[Object point labels]
BEGIN

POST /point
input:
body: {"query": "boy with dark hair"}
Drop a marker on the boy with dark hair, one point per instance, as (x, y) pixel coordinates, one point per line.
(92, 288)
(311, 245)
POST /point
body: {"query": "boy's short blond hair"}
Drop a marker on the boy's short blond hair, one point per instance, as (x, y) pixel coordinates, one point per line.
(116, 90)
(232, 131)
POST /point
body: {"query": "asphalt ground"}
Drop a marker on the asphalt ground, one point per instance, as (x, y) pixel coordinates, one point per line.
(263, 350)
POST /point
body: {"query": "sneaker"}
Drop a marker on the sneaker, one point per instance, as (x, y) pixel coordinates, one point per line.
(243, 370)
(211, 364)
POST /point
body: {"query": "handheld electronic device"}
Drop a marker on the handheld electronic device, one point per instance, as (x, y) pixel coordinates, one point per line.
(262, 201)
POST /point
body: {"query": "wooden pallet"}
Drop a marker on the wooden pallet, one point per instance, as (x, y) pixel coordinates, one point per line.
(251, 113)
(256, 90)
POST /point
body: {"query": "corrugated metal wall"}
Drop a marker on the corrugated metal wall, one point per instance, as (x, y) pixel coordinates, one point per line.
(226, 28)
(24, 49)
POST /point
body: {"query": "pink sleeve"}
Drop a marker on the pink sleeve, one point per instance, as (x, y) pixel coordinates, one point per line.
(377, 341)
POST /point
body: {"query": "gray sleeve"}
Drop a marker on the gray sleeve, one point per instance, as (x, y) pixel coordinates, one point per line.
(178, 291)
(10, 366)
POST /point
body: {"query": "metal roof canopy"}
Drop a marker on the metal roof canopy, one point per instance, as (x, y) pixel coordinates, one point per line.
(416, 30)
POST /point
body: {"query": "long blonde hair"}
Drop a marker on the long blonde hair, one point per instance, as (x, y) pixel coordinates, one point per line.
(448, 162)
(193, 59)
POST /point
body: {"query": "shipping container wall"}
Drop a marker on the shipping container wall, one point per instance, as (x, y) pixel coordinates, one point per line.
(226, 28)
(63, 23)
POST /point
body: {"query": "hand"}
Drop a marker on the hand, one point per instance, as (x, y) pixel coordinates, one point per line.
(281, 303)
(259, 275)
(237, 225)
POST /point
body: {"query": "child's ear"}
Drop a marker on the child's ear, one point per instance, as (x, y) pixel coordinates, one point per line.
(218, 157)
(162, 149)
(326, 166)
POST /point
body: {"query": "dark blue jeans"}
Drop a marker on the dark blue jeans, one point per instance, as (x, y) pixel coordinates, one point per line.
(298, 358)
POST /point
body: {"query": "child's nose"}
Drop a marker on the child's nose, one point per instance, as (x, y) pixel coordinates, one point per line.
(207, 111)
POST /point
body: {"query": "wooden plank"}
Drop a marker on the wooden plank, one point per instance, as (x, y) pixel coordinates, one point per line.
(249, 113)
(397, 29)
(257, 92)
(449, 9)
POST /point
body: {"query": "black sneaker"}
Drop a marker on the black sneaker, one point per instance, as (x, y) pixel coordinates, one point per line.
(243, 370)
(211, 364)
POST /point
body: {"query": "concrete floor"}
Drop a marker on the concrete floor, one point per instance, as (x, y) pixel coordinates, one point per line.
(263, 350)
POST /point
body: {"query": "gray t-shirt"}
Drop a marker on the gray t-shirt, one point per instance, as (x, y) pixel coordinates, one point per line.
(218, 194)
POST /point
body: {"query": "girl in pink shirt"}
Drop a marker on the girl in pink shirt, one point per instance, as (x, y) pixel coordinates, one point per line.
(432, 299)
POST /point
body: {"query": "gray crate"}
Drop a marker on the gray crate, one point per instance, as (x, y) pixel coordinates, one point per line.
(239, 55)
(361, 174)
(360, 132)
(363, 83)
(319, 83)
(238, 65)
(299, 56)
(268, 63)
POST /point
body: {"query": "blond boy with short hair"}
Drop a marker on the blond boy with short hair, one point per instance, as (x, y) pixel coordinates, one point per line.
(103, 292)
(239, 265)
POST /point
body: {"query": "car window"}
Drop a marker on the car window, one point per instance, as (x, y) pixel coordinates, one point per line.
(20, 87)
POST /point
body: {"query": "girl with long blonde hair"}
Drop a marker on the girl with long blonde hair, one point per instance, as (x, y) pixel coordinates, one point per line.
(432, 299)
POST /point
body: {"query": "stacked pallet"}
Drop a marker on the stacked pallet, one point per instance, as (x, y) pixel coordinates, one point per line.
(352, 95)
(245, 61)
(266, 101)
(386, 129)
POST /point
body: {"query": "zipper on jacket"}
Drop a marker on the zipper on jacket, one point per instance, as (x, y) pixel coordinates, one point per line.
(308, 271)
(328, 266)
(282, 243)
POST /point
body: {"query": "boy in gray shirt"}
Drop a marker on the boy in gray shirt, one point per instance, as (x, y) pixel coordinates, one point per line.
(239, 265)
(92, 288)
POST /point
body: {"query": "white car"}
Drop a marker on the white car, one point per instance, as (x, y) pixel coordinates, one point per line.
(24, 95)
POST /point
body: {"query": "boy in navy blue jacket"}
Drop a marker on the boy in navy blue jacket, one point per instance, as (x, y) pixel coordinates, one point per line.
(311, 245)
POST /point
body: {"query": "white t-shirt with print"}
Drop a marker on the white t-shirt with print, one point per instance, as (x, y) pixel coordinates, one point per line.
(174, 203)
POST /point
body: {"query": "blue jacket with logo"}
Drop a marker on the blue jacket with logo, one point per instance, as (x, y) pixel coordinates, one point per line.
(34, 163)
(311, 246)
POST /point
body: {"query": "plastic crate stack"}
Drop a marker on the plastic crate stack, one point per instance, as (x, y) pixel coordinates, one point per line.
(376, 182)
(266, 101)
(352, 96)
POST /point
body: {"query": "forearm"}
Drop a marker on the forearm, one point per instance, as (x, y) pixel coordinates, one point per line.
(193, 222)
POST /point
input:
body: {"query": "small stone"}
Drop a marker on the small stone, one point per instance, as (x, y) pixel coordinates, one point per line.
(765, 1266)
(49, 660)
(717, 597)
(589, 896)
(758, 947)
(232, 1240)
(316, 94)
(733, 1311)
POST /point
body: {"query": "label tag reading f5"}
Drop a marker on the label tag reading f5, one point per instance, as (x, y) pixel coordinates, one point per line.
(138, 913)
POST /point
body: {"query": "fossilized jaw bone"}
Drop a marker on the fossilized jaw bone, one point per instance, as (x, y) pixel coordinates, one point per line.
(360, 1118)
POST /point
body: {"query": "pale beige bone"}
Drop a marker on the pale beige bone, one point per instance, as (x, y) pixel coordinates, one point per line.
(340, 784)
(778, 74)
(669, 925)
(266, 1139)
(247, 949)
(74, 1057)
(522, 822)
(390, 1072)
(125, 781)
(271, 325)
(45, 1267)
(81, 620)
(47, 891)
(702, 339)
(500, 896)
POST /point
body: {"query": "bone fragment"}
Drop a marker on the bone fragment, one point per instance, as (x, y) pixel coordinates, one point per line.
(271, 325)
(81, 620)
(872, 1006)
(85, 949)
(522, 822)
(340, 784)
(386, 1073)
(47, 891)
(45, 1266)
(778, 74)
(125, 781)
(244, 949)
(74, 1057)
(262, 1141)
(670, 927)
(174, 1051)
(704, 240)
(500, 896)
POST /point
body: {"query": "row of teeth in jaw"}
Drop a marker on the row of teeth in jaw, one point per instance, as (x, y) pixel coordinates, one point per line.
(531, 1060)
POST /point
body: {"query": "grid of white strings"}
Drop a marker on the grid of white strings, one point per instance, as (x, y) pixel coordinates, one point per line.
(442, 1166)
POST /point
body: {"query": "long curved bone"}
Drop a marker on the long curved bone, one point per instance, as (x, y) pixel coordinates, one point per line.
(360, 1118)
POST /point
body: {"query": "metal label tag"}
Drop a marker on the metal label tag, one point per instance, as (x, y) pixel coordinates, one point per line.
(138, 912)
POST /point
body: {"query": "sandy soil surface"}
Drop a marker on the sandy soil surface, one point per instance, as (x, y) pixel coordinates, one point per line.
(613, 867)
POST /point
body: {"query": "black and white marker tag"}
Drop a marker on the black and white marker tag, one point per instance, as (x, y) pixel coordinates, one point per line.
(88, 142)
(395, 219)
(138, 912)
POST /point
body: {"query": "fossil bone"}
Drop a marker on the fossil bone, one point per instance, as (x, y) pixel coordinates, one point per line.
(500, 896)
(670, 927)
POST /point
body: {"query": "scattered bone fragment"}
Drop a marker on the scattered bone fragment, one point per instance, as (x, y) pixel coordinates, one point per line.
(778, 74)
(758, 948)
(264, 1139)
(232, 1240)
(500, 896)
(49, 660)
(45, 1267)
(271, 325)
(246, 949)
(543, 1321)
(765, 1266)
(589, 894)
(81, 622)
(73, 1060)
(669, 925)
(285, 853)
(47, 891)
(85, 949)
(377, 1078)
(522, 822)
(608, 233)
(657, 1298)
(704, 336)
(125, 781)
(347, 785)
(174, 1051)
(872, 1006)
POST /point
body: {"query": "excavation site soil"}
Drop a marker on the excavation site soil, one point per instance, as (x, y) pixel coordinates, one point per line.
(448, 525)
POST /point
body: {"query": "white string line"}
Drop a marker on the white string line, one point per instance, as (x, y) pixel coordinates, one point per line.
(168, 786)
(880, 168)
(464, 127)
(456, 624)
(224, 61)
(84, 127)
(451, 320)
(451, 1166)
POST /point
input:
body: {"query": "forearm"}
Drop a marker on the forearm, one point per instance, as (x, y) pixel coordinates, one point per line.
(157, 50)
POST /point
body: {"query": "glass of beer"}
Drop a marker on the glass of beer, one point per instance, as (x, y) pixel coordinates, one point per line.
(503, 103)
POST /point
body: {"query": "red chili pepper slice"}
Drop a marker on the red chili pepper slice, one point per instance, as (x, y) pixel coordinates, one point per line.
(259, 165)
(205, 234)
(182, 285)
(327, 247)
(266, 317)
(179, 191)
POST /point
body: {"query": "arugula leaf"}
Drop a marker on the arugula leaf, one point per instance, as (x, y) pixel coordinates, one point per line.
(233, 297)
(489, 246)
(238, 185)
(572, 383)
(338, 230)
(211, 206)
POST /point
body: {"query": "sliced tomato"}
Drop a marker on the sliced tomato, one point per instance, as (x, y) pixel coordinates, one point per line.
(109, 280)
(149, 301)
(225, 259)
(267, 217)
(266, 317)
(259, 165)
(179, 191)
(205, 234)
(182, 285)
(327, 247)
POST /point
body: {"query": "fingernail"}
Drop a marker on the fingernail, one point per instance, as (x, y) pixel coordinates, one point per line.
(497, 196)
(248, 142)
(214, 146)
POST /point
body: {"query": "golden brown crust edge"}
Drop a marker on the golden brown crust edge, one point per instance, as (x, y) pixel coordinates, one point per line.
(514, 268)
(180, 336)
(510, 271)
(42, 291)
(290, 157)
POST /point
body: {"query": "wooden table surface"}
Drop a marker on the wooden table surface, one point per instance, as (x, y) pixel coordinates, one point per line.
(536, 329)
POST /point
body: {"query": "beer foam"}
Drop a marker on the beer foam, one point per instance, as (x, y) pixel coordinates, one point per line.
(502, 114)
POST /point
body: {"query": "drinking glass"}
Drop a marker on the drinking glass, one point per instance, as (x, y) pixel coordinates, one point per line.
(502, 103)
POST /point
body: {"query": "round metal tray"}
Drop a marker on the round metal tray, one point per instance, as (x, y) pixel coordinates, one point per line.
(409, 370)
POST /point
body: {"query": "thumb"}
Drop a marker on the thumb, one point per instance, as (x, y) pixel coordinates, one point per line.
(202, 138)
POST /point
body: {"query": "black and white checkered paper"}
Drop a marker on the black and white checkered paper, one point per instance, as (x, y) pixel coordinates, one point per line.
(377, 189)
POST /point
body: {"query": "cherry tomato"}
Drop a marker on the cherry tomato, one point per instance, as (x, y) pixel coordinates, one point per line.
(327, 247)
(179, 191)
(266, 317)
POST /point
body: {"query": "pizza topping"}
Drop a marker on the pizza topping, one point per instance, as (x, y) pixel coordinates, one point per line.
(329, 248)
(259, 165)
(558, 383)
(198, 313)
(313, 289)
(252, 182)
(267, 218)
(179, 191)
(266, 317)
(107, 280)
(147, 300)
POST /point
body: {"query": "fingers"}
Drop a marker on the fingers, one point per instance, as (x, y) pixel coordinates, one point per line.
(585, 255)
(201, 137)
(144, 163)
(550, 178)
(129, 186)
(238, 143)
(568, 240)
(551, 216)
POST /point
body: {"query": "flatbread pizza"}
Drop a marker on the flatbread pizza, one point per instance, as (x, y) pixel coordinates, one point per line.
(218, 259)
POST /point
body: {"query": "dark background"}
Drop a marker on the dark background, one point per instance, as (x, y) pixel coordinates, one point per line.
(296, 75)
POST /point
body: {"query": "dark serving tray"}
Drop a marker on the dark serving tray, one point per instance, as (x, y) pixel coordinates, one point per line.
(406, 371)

END

Please return every line of the listing above that contains the word "corrugated", treating uppercase and lowercase as different.

body: {"query": "corrugated metal wall"}
Drop a marker on the corrugated metal wall, one point per instance, as (x, y) pixel coordinates, one point per line.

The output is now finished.